### [DESCRIPTION OF THE TASK]
Transcribe exactly the lines from the one holding "Exercise. Mark the horse hair" to the end of the data below, including both of those lines and no others.

--------------------------------------------------

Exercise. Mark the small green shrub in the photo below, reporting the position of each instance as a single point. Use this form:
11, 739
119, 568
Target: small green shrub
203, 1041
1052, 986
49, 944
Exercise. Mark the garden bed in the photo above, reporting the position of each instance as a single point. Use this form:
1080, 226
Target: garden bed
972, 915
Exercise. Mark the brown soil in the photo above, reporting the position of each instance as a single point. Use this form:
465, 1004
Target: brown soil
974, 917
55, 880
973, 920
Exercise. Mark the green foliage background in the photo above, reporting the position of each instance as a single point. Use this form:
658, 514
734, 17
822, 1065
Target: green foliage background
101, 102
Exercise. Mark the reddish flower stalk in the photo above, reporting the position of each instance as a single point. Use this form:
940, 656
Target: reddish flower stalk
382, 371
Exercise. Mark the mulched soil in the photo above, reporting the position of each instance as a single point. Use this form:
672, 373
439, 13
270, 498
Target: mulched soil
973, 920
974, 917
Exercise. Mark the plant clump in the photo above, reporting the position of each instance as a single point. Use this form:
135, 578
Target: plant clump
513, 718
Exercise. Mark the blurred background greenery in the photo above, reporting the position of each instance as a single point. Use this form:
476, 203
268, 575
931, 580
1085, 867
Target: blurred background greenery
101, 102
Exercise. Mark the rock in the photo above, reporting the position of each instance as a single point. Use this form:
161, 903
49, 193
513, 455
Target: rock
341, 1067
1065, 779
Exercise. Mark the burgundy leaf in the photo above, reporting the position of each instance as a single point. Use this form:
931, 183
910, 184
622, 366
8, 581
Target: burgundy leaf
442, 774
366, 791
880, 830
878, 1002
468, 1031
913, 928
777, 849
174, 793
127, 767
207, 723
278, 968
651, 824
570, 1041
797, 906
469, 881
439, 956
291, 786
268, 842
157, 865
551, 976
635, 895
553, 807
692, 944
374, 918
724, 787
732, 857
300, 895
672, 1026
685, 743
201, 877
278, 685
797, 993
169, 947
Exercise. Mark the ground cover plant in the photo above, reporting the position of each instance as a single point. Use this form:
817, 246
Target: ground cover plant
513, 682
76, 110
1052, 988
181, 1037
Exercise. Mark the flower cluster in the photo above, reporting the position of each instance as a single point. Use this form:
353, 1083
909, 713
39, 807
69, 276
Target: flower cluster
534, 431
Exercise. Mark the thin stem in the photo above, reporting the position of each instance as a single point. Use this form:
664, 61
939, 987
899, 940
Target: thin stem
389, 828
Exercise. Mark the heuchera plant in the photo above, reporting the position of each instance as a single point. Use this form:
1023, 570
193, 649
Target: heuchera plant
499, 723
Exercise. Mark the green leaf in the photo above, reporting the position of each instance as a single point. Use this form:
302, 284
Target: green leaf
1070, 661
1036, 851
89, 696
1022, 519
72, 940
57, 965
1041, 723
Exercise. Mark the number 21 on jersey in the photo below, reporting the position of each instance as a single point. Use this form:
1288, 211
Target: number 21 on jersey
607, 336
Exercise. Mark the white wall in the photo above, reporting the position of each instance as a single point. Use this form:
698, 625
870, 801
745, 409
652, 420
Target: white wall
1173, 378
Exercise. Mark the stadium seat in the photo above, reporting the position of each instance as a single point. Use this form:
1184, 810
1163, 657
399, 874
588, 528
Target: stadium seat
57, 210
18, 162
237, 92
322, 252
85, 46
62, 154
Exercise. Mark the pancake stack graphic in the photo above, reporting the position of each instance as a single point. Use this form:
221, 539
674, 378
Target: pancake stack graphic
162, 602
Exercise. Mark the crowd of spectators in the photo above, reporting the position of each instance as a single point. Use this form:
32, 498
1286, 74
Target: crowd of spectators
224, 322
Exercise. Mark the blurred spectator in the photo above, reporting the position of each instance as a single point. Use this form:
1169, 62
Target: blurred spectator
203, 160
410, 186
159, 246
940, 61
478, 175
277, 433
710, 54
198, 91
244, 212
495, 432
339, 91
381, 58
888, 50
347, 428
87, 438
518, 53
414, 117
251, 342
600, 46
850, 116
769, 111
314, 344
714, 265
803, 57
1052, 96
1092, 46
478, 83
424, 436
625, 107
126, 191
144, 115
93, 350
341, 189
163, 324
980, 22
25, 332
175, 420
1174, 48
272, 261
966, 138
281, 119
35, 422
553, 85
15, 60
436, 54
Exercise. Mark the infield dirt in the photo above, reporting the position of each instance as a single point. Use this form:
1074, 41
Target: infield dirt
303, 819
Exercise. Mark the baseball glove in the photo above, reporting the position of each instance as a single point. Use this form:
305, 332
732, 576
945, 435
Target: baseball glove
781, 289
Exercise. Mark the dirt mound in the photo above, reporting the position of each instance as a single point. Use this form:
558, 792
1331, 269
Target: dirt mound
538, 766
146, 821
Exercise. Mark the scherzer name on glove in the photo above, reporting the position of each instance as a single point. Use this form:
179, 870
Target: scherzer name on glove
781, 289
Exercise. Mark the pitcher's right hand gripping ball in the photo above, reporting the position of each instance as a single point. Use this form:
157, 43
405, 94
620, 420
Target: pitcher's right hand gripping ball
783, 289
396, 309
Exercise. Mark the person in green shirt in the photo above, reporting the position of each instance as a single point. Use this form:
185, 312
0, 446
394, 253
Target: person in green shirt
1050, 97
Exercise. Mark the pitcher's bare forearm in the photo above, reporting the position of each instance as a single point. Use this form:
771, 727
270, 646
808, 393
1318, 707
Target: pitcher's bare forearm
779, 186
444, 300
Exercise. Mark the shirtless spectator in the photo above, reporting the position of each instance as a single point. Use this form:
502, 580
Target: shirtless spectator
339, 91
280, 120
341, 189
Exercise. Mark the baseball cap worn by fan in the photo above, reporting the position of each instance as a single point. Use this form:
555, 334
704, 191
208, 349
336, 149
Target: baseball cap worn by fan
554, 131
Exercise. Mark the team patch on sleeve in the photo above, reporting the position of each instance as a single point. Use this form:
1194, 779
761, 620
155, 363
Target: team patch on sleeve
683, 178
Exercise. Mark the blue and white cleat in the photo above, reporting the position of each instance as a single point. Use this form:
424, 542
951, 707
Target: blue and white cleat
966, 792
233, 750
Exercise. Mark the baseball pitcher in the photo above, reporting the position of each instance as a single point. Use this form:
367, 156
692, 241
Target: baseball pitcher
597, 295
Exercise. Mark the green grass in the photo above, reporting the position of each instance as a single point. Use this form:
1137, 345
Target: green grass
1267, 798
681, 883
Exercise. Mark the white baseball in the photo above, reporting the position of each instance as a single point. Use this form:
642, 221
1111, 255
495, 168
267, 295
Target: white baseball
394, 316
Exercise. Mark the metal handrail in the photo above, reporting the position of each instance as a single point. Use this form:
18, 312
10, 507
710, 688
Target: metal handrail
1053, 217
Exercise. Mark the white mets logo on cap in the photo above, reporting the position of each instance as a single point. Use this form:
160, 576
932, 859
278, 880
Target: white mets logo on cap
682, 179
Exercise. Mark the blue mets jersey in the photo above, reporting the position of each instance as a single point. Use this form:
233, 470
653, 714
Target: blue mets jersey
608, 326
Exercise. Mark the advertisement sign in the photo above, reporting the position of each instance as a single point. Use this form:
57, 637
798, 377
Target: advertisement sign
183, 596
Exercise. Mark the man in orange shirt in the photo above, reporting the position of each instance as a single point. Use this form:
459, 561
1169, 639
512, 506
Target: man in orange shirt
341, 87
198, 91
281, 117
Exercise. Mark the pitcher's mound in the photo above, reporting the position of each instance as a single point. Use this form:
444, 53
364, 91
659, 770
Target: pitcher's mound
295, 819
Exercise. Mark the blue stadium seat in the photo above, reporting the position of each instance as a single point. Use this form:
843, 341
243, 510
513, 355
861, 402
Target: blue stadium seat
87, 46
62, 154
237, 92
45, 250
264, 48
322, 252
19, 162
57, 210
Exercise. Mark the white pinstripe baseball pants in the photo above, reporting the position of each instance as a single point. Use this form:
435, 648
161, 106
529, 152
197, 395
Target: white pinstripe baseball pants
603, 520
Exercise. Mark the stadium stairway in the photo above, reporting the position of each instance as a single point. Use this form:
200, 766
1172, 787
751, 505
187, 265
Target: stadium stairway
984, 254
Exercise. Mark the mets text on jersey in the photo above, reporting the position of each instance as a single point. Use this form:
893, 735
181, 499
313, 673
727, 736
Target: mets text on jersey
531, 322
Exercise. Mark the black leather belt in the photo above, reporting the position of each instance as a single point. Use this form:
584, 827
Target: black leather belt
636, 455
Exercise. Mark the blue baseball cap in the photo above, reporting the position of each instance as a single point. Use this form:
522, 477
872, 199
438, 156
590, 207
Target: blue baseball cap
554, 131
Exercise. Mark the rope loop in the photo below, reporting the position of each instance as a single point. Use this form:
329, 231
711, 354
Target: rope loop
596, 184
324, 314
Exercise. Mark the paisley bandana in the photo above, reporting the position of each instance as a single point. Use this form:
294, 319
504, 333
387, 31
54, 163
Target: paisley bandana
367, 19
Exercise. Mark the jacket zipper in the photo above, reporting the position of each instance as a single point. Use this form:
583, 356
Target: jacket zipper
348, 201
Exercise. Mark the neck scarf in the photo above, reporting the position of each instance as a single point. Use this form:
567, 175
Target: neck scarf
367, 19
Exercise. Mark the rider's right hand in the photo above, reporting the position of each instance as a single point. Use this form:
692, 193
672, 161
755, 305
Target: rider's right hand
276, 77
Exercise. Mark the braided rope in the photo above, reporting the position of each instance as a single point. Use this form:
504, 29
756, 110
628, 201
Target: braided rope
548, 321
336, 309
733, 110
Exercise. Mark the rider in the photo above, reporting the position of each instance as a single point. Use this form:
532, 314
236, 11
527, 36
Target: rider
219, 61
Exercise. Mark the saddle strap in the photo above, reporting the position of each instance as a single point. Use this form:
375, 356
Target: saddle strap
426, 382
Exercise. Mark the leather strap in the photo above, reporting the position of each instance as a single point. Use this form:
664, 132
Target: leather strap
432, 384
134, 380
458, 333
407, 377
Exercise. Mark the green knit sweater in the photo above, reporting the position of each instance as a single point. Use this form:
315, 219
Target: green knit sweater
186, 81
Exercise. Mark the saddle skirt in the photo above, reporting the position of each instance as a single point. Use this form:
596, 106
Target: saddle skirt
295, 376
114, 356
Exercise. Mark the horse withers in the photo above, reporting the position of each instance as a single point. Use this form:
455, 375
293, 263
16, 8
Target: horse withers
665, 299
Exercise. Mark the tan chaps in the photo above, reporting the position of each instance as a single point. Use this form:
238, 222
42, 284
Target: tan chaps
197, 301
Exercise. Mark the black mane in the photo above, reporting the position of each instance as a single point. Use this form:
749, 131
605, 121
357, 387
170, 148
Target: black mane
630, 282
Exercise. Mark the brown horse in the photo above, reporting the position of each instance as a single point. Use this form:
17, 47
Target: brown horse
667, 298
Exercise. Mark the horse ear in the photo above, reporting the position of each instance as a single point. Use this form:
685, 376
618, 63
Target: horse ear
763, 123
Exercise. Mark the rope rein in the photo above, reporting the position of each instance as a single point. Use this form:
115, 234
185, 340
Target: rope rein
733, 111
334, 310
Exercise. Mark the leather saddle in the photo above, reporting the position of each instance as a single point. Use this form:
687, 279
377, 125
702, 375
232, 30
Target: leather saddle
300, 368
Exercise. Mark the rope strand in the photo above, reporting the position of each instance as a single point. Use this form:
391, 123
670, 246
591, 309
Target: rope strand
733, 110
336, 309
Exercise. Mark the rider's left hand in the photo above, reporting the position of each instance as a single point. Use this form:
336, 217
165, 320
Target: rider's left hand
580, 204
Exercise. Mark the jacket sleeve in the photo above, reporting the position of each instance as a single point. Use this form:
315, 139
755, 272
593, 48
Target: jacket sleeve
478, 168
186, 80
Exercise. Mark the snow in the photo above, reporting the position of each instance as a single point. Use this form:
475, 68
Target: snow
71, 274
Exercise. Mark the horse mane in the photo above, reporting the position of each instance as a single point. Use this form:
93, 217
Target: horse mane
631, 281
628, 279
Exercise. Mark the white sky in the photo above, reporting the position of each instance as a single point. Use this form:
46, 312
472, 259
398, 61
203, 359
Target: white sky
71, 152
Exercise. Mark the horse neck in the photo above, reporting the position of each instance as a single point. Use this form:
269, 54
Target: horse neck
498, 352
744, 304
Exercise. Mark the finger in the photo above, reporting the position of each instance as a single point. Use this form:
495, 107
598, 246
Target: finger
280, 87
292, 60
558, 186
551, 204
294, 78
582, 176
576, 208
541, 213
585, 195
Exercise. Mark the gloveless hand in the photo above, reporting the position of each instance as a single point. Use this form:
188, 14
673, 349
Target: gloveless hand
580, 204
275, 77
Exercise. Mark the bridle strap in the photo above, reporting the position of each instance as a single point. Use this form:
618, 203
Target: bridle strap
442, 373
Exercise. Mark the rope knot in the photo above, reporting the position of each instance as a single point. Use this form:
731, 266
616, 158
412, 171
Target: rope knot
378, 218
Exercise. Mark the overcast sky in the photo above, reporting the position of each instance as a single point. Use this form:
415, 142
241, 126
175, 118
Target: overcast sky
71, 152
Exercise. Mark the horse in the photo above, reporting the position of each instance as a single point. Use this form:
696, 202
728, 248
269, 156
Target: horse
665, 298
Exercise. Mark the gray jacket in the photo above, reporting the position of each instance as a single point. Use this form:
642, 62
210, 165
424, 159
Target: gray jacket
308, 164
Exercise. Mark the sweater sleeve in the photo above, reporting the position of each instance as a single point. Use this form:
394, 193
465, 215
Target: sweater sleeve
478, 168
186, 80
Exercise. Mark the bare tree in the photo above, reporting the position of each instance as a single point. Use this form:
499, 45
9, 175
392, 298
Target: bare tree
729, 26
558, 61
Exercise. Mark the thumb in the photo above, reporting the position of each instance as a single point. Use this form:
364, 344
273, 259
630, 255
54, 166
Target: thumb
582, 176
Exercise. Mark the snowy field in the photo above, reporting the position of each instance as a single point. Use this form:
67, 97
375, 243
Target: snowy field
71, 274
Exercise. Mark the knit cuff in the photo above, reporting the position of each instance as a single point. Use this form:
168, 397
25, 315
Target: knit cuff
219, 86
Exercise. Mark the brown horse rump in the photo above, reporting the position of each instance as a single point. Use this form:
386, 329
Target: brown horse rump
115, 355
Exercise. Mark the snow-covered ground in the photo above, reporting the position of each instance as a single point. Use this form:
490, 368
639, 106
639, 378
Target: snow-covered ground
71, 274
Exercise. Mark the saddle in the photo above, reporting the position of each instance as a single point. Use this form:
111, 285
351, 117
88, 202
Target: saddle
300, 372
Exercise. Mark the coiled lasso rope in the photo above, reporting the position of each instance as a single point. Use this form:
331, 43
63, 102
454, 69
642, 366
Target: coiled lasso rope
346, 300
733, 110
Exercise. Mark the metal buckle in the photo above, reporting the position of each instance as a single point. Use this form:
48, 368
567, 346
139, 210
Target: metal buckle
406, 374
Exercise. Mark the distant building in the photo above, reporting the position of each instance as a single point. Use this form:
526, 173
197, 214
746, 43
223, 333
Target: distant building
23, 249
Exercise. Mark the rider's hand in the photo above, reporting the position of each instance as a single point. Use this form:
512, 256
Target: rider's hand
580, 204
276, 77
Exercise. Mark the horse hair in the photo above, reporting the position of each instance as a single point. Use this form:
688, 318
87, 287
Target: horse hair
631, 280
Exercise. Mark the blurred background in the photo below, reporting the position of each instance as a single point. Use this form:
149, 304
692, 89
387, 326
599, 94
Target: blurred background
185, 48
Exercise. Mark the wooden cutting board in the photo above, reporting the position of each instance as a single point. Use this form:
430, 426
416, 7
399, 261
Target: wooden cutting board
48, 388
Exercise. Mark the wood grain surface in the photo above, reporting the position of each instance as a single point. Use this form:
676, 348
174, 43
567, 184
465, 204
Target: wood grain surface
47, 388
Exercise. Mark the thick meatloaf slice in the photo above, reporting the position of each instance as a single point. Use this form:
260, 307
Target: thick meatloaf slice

--------------------------------------------------

### [EXERCISE RESULT]
Exercise. Mark the horse hair in the photo above, reporting the position of each instance as a single point. Use this form:
688, 318
87, 287
Target: horse hair
631, 280
Exercise. Mark the blurred background in the photo below, reporting the position of each instance as a single point. Use this form:
149, 304
692, 89
387, 326
599, 94
Target: blurred background
185, 48
Exercise. Mark the wooden cutting board in the photo above, reporting the position of each instance as a single point. Use this form:
430, 426
416, 7
399, 261
Target: wooden cutting board
48, 388
Exercise. Mark the wood grain surface in the photo above, reporting the position of each instance as a single point. Use this form:
676, 348
174, 43
567, 184
465, 204
Target: wood grain surface
47, 388
Exercise. Mark the thick meatloaf slice in the photo above, reporting the position of each instance as a single point. Use this form:
260, 307
Target: thick meatloaf slice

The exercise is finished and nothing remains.